• **Problem details**
Give the number of lines in the entries below that contain the string "surface", matching case exactly. Reply with the number only.
## Begin Input data
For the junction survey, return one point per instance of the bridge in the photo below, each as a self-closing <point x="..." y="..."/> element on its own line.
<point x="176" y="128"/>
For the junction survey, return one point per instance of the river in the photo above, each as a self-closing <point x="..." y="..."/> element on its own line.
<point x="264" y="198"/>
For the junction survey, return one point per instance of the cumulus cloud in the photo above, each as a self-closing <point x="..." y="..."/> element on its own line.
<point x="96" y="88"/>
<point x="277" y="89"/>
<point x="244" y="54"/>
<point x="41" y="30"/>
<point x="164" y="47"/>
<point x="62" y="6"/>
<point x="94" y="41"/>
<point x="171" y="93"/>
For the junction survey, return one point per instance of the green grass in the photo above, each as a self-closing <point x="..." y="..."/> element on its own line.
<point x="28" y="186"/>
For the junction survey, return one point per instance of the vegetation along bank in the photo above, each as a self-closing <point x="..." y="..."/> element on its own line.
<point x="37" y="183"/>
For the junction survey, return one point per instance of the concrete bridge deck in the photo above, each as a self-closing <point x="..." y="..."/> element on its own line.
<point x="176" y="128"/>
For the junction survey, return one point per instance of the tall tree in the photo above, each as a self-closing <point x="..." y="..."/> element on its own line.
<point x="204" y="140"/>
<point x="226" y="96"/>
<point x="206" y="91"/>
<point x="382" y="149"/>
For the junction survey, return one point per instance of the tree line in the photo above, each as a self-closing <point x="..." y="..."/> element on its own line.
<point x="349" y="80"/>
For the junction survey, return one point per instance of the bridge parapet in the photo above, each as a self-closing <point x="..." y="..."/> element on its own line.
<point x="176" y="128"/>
## End Input data
## Begin Input data
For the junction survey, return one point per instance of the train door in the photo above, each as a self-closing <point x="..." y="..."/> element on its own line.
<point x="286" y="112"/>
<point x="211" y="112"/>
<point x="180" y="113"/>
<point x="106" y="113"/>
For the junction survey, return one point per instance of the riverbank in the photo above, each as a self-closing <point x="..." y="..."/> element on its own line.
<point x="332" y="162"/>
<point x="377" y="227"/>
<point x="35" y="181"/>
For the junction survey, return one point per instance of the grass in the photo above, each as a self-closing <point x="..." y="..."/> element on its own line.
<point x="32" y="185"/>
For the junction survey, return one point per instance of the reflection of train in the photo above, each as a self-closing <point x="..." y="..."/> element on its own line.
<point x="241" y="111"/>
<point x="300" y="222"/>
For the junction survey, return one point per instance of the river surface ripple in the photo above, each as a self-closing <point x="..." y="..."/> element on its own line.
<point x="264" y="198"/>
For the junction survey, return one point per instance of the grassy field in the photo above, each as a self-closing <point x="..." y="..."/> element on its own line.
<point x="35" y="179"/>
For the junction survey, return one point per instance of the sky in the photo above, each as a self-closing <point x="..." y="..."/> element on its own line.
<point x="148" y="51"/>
## End Input data
## Begin Input data
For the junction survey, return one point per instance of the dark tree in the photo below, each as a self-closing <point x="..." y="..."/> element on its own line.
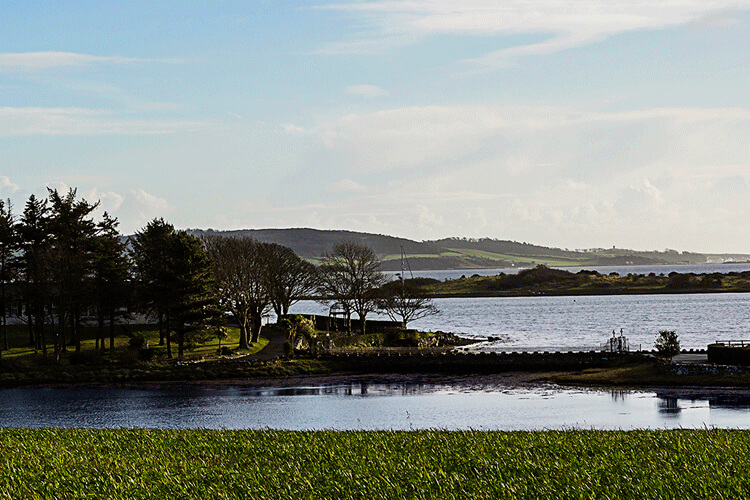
## End Input data
• **Response for this exercise**
1